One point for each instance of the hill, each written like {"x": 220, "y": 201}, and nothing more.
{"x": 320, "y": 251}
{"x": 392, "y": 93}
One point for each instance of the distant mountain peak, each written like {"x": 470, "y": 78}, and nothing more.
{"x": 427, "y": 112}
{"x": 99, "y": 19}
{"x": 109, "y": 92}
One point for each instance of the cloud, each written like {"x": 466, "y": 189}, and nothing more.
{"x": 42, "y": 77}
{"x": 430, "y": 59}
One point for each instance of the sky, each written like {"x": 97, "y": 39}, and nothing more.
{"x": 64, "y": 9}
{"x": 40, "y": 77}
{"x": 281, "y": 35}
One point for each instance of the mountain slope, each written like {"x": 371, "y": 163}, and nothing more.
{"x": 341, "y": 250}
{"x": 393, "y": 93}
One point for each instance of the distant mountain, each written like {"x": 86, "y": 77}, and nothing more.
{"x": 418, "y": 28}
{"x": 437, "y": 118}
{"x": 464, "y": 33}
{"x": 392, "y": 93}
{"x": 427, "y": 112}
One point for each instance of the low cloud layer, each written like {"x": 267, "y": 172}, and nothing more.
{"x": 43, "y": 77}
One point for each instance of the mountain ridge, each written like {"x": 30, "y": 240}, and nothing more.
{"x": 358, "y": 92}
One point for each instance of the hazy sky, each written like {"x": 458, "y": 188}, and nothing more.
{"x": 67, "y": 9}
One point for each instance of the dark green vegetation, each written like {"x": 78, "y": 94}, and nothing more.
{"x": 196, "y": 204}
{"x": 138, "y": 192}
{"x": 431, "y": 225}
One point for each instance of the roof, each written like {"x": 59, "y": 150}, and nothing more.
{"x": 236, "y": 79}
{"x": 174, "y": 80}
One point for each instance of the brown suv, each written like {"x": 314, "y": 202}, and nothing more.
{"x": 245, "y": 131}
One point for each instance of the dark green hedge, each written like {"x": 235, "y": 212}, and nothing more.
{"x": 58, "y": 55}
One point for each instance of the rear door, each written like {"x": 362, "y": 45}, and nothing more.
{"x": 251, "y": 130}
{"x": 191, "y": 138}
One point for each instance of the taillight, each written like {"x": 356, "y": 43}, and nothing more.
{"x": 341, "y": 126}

□ □ □

> _THE PROBLEM_:
Copy each line of the entries exactly.

> _YOUR SOLUTION_:
One point for each instance of the hill, each written like {"x": 220, "y": 201}, and nothing more.
{"x": 320, "y": 251}
{"x": 392, "y": 93}
One point for each instance of the distant mountain peak, each written like {"x": 470, "y": 78}, and nothing more.
{"x": 427, "y": 112}
{"x": 99, "y": 19}
{"x": 109, "y": 92}
One point for each instance of the cloud, each written like {"x": 466, "y": 189}, and nothing more.
{"x": 42, "y": 77}
{"x": 430, "y": 59}
One point for each instance of the sky, each written like {"x": 97, "y": 39}, and nothing more.
{"x": 64, "y": 9}
{"x": 40, "y": 77}
{"x": 281, "y": 35}
One point for each instance of the mountain slope, each written like {"x": 371, "y": 163}, and nothing more.
{"x": 341, "y": 250}
{"x": 393, "y": 93}
One point for each instance of the distant mountain, each written like {"x": 86, "y": 77}, and nothing more.
{"x": 418, "y": 28}
{"x": 437, "y": 118}
{"x": 464, "y": 33}
{"x": 392, "y": 93}
{"x": 427, "y": 112}
One point for each instance of the low cloud layer, each written like {"x": 267, "y": 172}, and nothing more.
{"x": 43, "y": 77}
One point for each instance of the mountain ridge, each written like {"x": 30, "y": 240}, and nothing more.
{"x": 358, "y": 92}
One point for each instance of the hazy sky, each written like {"x": 458, "y": 188}, and nothing more.
{"x": 67, "y": 9}
One point for each instance of the dark green vegetation, each written like {"x": 78, "y": 94}, and nothing more.
{"x": 196, "y": 204}
{"x": 138, "y": 192}
{"x": 431, "y": 225}
One point for each instance of the roof, each written like {"x": 59, "y": 150}, and nothing more.
{"x": 236, "y": 79}
{"x": 174, "y": 80}
One point for each instance of the brown suv, each written like {"x": 314, "y": 202}, and nothing more.
{"x": 245, "y": 131}
One point for each instance of the dark green hedge, each written like {"x": 235, "y": 212}, and nothing more.
{"x": 58, "y": 55}
One point for each instance of the rear door, each written like {"x": 362, "y": 45}, and nothing more.
{"x": 251, "y": 130}
{"x": 191, "y": 138}
One point for each instance of the taillight, each written like {"x": 356, "y": 43}, and nothing more.
{"x": 341, "y": 126}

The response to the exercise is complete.